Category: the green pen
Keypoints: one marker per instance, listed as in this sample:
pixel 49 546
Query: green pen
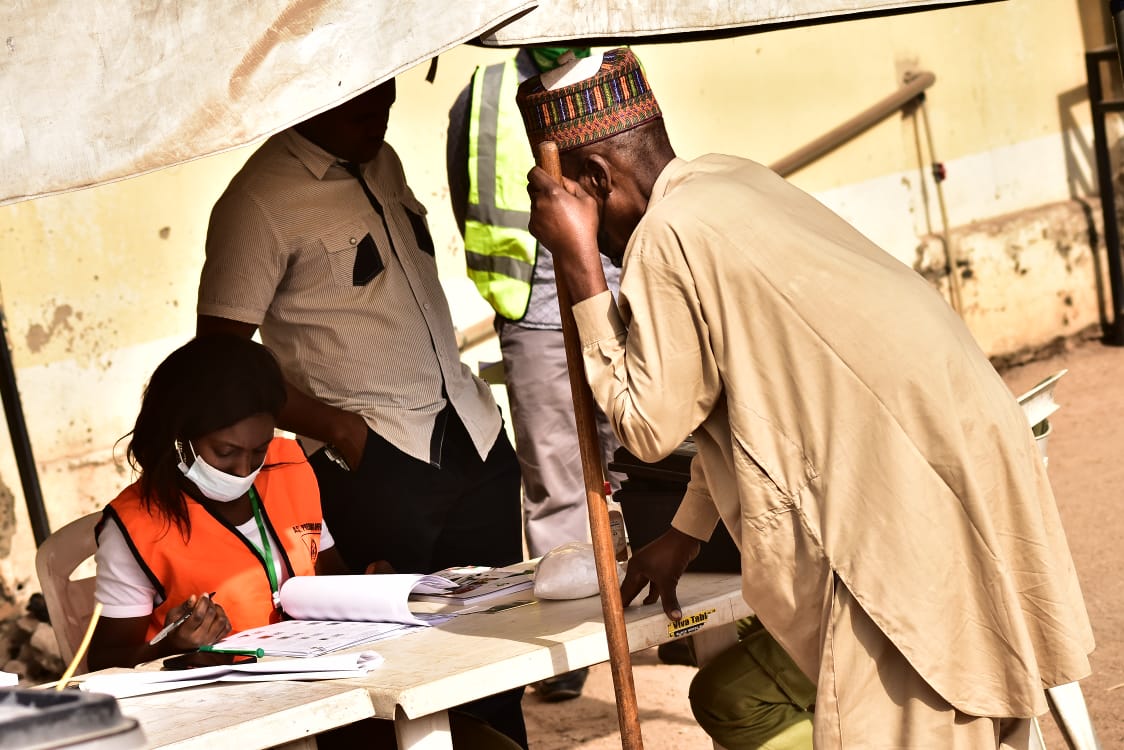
pixel 237 652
◆ ◆ ◆
# DIRECTION:
Could you write out all the rows above again, changing each "green" to "red" and keeping everything else the same? Leave out the pictures.

# CORRECT OUTPUT:
Category: the red pen
Keypoints: one marker per instance, listed as in this sample:
pixel 49 546
Query: red pen
pixel 237 652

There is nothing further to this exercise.